TO DO - Copy each line of the listing below where the word "mountain" turns up.

----

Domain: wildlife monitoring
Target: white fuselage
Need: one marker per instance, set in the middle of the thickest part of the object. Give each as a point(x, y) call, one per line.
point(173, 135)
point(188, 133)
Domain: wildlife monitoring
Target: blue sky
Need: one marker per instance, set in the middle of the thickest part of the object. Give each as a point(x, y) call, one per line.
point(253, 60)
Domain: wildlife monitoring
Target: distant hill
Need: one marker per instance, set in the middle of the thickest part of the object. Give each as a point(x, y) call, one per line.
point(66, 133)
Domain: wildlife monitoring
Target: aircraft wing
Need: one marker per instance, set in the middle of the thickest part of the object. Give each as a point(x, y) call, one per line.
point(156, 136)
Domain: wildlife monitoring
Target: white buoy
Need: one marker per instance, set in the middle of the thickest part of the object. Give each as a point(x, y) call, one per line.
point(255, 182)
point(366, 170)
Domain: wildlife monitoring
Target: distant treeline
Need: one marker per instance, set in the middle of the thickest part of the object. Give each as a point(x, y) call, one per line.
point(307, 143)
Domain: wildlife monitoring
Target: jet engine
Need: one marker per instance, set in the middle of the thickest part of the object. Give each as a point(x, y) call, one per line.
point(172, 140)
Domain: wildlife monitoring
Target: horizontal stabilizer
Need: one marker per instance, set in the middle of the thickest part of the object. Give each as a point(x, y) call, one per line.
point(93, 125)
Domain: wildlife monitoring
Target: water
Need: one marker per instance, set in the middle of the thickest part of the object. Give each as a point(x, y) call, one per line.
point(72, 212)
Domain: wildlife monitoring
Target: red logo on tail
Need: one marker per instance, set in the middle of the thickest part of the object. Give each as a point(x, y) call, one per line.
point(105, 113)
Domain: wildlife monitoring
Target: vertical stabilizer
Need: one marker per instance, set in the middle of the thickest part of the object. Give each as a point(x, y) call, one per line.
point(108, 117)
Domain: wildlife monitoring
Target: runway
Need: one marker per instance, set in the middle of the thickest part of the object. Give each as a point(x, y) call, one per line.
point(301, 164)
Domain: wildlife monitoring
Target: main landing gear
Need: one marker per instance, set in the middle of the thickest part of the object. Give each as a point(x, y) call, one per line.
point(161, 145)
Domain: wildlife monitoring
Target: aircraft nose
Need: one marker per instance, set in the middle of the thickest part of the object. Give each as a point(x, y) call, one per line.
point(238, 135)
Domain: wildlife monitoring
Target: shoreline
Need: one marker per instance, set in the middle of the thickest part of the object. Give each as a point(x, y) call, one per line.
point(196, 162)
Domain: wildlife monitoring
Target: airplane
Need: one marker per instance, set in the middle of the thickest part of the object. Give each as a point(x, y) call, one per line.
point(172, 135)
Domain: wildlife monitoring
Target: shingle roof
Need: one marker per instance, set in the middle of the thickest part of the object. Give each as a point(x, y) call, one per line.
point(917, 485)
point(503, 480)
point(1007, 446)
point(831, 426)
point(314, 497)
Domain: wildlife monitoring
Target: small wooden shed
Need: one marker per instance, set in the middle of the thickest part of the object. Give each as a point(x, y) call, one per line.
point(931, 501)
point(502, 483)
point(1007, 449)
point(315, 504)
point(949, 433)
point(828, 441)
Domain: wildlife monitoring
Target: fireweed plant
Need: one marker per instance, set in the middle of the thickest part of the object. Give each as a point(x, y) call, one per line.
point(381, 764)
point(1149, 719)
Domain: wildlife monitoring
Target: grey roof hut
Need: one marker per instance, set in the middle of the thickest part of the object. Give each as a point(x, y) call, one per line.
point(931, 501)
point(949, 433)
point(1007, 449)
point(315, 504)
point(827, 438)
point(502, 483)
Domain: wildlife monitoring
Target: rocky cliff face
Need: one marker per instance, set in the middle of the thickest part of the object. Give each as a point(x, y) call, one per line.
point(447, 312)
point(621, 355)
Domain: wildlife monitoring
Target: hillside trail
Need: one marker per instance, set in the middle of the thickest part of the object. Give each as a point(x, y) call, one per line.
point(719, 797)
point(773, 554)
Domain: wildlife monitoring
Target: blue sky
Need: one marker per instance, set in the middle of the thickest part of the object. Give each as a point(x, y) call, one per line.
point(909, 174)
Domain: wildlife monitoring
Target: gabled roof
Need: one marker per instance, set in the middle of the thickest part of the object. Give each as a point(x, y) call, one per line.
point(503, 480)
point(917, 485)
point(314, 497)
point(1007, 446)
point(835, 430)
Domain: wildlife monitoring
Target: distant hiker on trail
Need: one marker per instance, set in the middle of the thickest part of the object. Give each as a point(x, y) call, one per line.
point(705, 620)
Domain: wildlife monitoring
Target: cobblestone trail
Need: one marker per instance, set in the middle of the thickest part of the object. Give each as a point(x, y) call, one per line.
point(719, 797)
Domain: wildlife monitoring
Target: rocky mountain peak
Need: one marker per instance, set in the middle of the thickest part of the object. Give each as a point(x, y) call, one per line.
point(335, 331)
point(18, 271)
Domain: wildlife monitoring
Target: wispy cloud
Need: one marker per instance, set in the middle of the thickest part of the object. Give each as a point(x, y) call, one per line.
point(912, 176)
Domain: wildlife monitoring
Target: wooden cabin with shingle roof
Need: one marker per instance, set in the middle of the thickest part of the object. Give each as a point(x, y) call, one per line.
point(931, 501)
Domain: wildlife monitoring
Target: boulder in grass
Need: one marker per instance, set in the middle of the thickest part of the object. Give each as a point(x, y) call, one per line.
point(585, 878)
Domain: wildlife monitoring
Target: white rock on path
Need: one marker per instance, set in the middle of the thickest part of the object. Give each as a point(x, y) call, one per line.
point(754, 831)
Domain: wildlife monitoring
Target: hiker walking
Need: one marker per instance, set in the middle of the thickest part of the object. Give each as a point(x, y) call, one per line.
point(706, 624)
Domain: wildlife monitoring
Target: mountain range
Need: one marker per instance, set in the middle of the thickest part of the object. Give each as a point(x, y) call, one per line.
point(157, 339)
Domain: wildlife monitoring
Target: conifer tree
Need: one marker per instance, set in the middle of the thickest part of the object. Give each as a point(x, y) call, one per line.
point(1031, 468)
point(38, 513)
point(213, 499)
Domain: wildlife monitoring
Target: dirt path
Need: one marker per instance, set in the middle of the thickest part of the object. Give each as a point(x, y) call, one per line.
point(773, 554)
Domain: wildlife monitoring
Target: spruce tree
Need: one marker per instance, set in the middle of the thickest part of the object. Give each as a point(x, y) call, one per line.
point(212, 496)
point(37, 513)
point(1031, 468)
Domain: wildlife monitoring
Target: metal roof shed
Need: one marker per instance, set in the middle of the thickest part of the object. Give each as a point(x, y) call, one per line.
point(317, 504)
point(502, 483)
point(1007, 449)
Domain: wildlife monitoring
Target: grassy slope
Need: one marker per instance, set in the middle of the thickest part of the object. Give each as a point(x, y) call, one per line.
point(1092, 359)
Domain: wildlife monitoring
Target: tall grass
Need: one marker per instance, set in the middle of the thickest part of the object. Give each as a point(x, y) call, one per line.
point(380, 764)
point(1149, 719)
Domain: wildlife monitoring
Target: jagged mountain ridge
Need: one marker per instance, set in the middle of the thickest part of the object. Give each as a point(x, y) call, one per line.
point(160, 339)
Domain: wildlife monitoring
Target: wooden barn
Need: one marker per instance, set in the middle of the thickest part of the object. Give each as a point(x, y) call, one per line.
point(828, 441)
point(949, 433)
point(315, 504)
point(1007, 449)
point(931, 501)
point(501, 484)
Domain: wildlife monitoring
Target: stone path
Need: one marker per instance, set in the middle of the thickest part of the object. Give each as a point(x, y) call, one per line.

----

ANSWER SPACE -
Target: rocky mountain peak
Target: mountain range
Target: jagged mountain ridge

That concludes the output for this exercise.